─── Input for this task

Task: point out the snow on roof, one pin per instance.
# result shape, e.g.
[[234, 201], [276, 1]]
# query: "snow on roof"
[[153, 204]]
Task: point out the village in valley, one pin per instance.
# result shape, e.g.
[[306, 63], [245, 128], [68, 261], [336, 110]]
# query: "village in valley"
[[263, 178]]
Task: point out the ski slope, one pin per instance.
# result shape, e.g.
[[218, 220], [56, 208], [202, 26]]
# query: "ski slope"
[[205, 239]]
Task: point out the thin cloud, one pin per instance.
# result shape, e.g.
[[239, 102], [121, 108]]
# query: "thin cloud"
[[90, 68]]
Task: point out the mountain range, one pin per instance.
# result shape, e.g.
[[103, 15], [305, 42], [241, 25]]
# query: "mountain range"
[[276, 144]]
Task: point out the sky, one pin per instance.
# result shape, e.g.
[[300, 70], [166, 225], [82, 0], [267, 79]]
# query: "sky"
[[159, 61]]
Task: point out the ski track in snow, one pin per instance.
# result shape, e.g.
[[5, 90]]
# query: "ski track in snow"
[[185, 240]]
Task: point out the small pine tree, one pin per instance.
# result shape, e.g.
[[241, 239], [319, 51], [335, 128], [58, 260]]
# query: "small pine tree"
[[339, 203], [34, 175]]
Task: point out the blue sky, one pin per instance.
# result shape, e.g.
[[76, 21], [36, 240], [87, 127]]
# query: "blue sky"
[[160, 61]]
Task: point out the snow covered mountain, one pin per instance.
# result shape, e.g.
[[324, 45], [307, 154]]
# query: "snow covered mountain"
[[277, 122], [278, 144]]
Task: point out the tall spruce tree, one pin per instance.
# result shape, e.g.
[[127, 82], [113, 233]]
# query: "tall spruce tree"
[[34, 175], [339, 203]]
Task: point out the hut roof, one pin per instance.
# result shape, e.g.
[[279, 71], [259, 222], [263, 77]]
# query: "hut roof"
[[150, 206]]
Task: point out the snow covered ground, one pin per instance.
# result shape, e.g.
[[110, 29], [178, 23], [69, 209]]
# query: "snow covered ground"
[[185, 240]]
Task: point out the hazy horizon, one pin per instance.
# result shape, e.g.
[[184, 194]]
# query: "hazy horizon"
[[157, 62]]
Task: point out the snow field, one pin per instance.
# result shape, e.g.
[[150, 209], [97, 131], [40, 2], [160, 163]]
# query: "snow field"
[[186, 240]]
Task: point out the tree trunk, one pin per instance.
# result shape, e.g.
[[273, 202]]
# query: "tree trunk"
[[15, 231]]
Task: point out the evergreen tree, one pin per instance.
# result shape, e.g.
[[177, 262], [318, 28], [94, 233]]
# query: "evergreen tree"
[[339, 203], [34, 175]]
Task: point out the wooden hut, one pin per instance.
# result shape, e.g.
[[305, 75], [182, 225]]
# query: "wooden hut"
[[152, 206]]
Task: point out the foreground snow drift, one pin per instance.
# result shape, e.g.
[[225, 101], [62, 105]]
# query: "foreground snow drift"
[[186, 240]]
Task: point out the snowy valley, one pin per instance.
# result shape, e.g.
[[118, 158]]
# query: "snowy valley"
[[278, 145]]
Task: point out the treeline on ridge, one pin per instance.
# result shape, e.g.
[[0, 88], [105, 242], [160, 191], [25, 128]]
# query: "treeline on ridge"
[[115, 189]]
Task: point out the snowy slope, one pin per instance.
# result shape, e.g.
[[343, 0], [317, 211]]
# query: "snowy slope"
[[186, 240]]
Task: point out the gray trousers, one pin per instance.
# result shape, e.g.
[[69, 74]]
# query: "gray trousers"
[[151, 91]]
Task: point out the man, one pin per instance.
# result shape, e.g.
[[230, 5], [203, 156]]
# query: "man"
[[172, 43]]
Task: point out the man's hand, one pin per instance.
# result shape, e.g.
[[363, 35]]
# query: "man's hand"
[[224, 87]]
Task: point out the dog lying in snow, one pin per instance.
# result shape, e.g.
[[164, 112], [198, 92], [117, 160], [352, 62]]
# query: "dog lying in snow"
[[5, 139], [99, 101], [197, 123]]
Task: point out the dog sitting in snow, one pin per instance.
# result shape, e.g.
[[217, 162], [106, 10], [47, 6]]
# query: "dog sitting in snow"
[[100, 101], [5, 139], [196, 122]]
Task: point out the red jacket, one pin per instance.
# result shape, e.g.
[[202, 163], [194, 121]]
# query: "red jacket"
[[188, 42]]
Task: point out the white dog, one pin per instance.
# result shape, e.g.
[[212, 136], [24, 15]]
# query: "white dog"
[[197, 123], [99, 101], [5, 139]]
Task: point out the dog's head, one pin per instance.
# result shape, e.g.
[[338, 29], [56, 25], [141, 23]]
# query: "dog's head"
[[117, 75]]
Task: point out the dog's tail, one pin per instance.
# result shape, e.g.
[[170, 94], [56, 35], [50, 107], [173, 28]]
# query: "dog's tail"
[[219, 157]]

──────

• _Task item_
Quote the data above in full, changing nothing.

• _Exercise result_
Task: point out the snow on roof, one pin per instance.
# result shape, e.g.
[[234, 201], [276, 1]]
# query: "snow on roof"
[[153, 204]]
Task: point out the village in valley, one pin per instance.
# result shape, e.g.
[[306, 63], [245, 128], [68, 261], [336, 110]]
# query: "village in valley"
[[263, 178]]
Task: point out the ski slope, one pin per instance.
# result shape, e.g.
[[218, 220], [56, 208], [202, 26]]
# query: "ski slope"
[[205, 239]]
Task: point out the thin cloud, one pin per instance.
# result shape, e.g.
[[239, 102], [121, 108]]
# query: "thin cloud"
[[90, 68]]
Task: point out the mountain range, one pin per instance.
# result shape, e.g.
[[103, 15], [305, 42], [241, 25]]
# query: "mountain range"
[[276, 144]]
Task: point out the sky, one pin per instance.
# result shape, e.g.
[[300, 70], [166, 225], [82, 0], [267, 79]]
# query: "sky"
[[159, 61]]
Task: point out the ski track in snow, one pin per instance.
# result shape, e.g.
[[5, 90]]
# query: "ski track in snow"
[[185, 240]]
Task: point out the small pine tree, one pin per instance.
# result shape, e.g.
[[241, 239], [319, 51], [335, 128], [58, 260]]
# query: "small pine tree"
[[339, 203], [34, 175]]
Task: point out the blue sky, one pin per instance.
# result shape, e.g.
[[76, 21], [36, 240], [87, 127]]
# query: "blue sky"
[[160, 61]]
Task: point out the snow covered mountain, one pin per instance.
# result shape, e.g.
[[324, 45], [307, 154]]
# query: "snow covered mountain"
[[277, 122], [278, 144]]
Task: point out the tall spruce tree, one pin per instance.
# result shape, e.g.
[[127, 82], [113, 233]]
# query: "tall spruce tree"
[[34, 175], [339, 203]]
Task: point out the hut roof, one pin per instance.
# result shape, e.g.
[[279, 71], [259, 222], [263, 77]]
# query: "hut roof"
[[150, 206]]
Task: point out the snow covered ground, one pin per instance.
# result shape, e.g.
[[110, 29], [178, 23], [69, 209]]
# query: "snow covered ground"
[[185, 240]]
Task: point out the hazy horizon, one pin per instance.
# result shape, e.g.
[[184, 194]]
# query: "hazy horizon"
[[157, 62]]
Task: point out the snow field, one pin per instance.
# result shape, e.g.
[[150, 209], [97, 131], [40, 2], [160, 163]]
# query: "snow field"
[[186, 240]]
Task: point out the tree trunk, one pin per instance.
# result shape, e.g.
[[273, 202]]
# query: "tree trunk"
[[15, 231]]
Task: point out the evergreen tree, one pin per instance.
# result shape, e.g.
[[177, 262], [318, 28], [94, 233]]
# query: "evergreen tree"
[[339, 203], [34, 175]]
Task: point out the wooden hut, one pin per instance.
# result shape, e.g.
[[305, 75], [182, 225]]
# query: "wooden hut"
[[152, 206]]
Task: point out the foreground snow drift, one pin per instance.
# result shape, e.g.
[[225, 101], [62, 105]]
# query: "foreground snow drift"
[[186, 240]]
Task: point out the snowy valley, one pin per instance.
# result shape, e.g.
[[118, 158]]
# query: "snowy valley"
[[278, 145]]
Task: point out the treeline on ridge, one pin per instance.
# result shape, e.g.
[[0, 88], [105, 242], [160, 191], [25, 128]]
# query: "treeline on ridge"
[[115, 189]]
Task: point out the snowy slope, one pin per instance.
# result shape, e.g.
[[343, 0], [317, 211]]
# query: "snowy slope"
[[186, 240]]
Task: point out the gray trousers, one pin per instance.
# result shape, e.g.
[[69, 74]]
# query: "gray trousers"
[[151, 91]]
Task: point out the man, one pin per instance.
# result shape, e.g.
[[230, 5], [203, 156]]
# query: "man"
[[172, 43]]
Task: point out the man's hand, one pin per instance.
# result shape, e.g.
[[363, 35]]
# query: "man's hand"
[[224, 87]]
Task: point out the dog lying in snow, one pin per instance.
# result shape, e.g.
[[164, 112], [198, 92], [117, 160], [352, 62]]
# query: "dog lying in snow"
[[5, 139], [99, 101], [197, 123]]
Task: point out the dog sitting in snow, one pin per instance.
# result shape, e.g.
[[217, 162], [106, 10], [47, 6]]
# query: "dog sitting in snow"
[[100, 101], [5, 139], [196, 122]]
Task: point out the red jacket, one pin per instance.
# result shape, e.g.
[[202, 163], [194, 121]]
# query: "red jacket"
[[188, 42]]
Task: point out the white dog, one pin per instance.
# result shape, e.g.
[[212, 136], [24, 15]]
# query: "white dog"
[[197, 123], [99, 101], [5, 139]]
Task: point out the dog's head, one pin per instance.
# result shape, e.g.
[[338, 29], [56, 25], [141, 23]]
# query: "dog's head"
[[117, 75]]
Task: point out the dog's tail, one pin per instance.
# result shape, e.g.
[[170, 94], [56, 35], [50, 107], [173, 28]]
# query: "dog's tail"
[[219, 157]]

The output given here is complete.